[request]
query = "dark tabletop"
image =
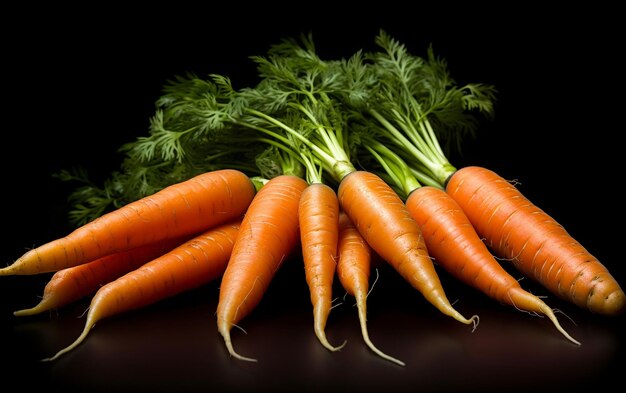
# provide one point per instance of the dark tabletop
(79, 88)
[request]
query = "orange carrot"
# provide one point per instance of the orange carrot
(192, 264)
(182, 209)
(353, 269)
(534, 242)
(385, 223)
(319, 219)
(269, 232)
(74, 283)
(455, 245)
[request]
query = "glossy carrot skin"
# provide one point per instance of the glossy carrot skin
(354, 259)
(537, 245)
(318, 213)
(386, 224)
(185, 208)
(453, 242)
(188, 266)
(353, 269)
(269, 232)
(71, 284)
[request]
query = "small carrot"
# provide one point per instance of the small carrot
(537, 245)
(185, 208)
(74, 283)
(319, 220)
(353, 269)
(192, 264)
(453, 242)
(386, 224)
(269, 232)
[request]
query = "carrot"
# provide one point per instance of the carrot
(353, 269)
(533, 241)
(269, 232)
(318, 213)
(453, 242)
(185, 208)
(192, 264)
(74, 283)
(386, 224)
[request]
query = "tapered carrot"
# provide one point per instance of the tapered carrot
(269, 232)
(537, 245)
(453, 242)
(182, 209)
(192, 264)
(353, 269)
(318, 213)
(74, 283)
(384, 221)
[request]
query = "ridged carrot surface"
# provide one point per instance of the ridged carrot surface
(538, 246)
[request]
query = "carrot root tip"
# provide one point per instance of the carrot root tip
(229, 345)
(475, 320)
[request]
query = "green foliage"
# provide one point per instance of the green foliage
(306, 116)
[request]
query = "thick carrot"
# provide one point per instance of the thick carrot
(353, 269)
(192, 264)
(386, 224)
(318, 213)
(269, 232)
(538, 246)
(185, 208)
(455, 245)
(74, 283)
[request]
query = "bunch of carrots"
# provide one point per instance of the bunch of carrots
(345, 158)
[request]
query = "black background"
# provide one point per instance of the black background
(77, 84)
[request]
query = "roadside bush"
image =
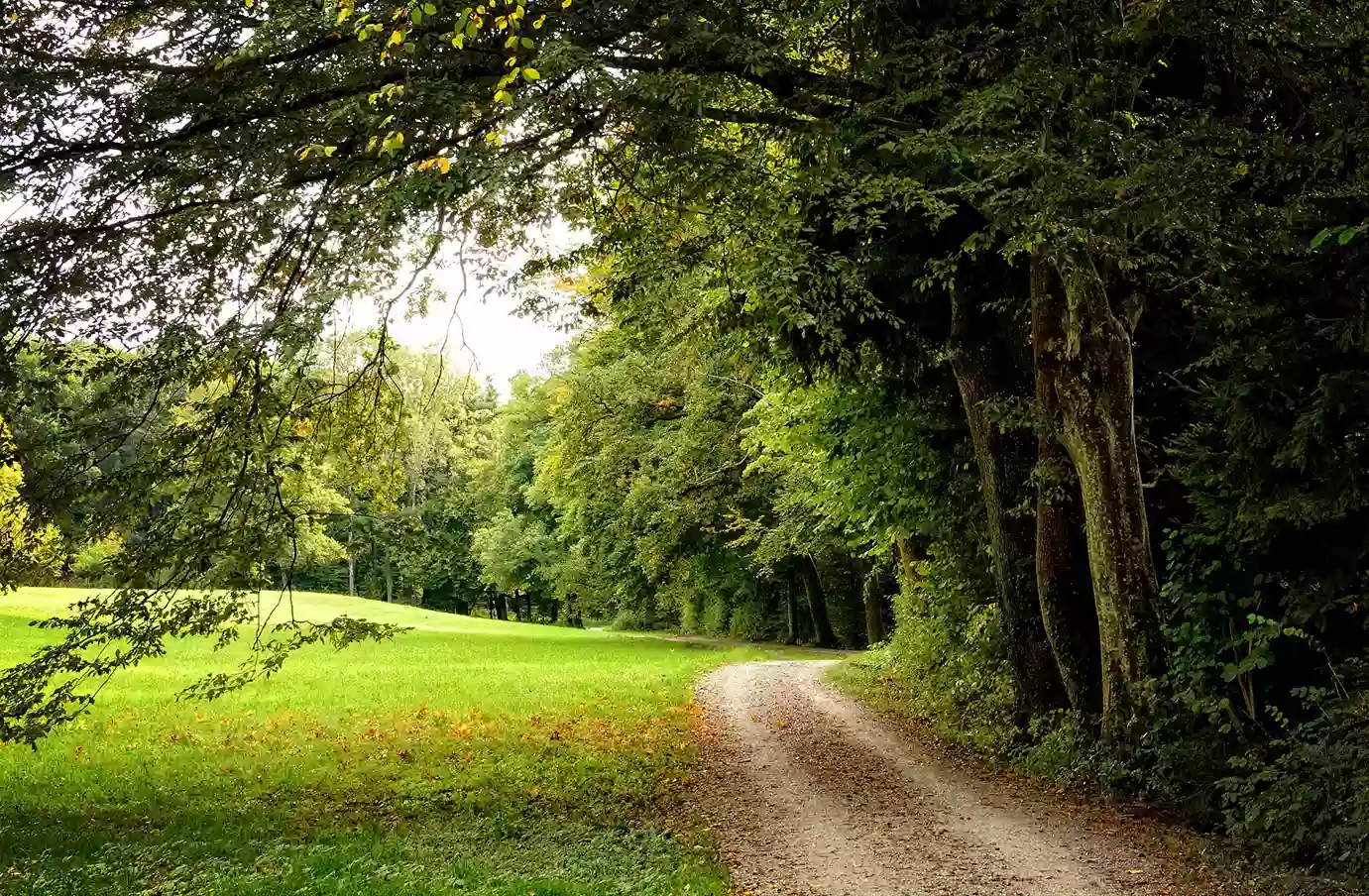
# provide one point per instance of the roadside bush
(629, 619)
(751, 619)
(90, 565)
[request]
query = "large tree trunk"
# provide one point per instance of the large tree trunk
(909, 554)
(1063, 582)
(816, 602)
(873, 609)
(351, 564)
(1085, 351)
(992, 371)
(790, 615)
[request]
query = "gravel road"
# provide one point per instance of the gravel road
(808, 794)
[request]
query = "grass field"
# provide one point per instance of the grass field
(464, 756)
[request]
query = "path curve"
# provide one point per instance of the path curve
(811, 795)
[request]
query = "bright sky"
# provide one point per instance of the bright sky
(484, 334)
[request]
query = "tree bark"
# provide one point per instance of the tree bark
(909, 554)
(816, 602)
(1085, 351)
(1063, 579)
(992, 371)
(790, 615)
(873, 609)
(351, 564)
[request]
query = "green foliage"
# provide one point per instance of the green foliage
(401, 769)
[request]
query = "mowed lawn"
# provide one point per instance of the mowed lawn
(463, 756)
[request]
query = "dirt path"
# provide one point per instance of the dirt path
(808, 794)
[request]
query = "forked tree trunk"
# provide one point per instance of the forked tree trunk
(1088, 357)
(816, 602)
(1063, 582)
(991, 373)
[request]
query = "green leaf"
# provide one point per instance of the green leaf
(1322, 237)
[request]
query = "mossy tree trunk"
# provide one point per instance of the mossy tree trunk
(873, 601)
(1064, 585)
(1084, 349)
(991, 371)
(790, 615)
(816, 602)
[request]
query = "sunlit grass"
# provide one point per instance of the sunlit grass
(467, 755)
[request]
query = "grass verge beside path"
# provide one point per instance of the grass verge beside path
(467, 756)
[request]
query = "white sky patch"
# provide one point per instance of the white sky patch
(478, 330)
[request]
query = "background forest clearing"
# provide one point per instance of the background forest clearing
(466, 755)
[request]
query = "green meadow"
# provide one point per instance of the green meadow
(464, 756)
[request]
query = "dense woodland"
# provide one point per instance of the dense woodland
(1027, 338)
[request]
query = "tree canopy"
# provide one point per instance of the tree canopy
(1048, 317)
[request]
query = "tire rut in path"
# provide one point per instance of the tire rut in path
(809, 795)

________

[WHAT YOU ARE ASKED TO DO] From the listing, extract all text exactly as given and drop any picture.

[OUTPUT FOR THIS TASK]
[request]
query = "dark tabletop"
image =
# provide one point per instance of the dark tabletop
(79, 88)
[request]
query = "orange carrot"
# provide one point per instance of the orange carrot
(192, 264)
(182, 209)
(353, 269)
(534, 242)
(385, 223)
(319, 219)
(269, 232)
(74, 283)
(455, 245)
[request]
query = "glossy carrot skin"
# provide one point per instance of the glossy carrot skin
(354, 259)
(537, 245)
(318, 213)
(386, 224)
(185, 208)
(453, 242)
(188, 266)
(353, 269)
(269, 232)
(71, 284)
[request]
query = "small carrot"
# provide one point per instance of the small carrot
(537, 245)
(185, 208)
(74, 283)
(319, 220)
(353, 269)
(192, 264)
(453, 242)
(386, 224)
(269, 232)
[request]
query = "carrot"
# provide one point per instance of the carrot
(353, 269)
(533, 241)
(269, 232)
(318, 213)
(453, 242)
(185, 208)
(192, 264)
(74, 283)
(386, 224)
[request]
query = "tapered carrot"
# provide one point per instance of the tapered carrot
(269, 232)
(537, 245)
(453, 242)
(182, 209)
(192, 264)
(353, 269)
(318, 213)
(74, 283)
(384, 221)
[request]
query = "ridged carrot surface"
# provide one point per instance of the ridged carrot surface
(538, 246)
[request]
query = "carrot root tip"
# provide one point per instance of the carrot root tip
(229, 345)
(475, 320)
[request]
query = "green foliage"
# provide one point per instance of the green foliage
(306, 116)
[request]
query = "thick carrot"
# provide one point per instance of the thick carrot
(353, 269)
(192, 264)
(386, 224)
(318, 213)
(269, 232)
(538, 246)
(185, 208)
(455, 245)
(74, 283)
[request]
query = "bunch of carrots"
# provide one point per instance of the bunch of carrots
(345, 158)
[request]
query = "black background"
# provide one point per instance of the black background
(77, 84)
[request]
query = "roadside bush"
image =
# provide one point per instance of the roadside bush
(629, 619)
(751, 619)
(90, 565)
[request]
query = "large tree trunk"
# provide one point per instance of the large tree trunk
(909, 554)
(1063, 582)
(816, 602)
(873, 609)
(351, 564)
(1085, 351)
(992, 371)
(790, 615)
[request]
query = "gravel road"
# provide one point per instance of the gravel road
(808, 794)
[request]
query = "grass field"
# provide one point per instance of the grass field
(464, 756)
[request]
query = "path curve"
# provide one point per instance of the path curve
(811, 795)
[request]
query = "bright sky"
# provide one point per instance of the bright sky
(484, 334)
[request]
query = "tree bark"
# provide one point per instance of the tree bark
(909, 554)
(816, 602)
(1085, 351)
(1063, 579)
(992, 371)
(790, 615)
(873, 609)
(351, 564)
[request]
query = "green foliage"
# provide one point per instance of the green foliage
(401, 769)
[request]
query = "mowed lawn"
# provide one point per instance of the mowed lawn
(463, 756)
[request]
query = "dirt path"
# provide one point per instance of the dirt path
(808, 794)
[request]
query = "forked tree trunk"
# provide one point per instance of the forked tree trunk
(1088, 357)
(816, 602)
(1063, 582)
(991, 373)
[request]
query = "green leaf"
# provide one point per instance of the green leaf
(1322, 237)
[request]
query = "mossy tree trunk"
# provide one point per instance of the mossy tree trunk
(873, 601)
(1064, 585)
(1084, 349)
(991, 371)
(790, 615)
(816, 602)
[request]
query = "sunlit grass"
# provide one point per instance of the sunlit grass
(467, 755)
[request]
query = "grass verge beside path"
# provide one point per instance of the grass verge beside path
(467, 756)
[request]
query = "white sky patch"
# provide one point per instance of the white sky patch
(478, 330)
[request]
query = "background forest clearing"
# provide one point per instance of the background forest clearing
(466, 755)
[request]
query = "green meadow"
# provide one point per instance of the green meadow
(464, 756)
[request]
query = "dense woodland"
# provide one point per instance of the dense woodland
(1027, 338)
[request]
query = "tree canopy"
# provide one point per instance of the tree canopy
(1048, 317)
[request]
query = "tire rut in path"
# provide one point per instance of the tire rut in path
(809, 795)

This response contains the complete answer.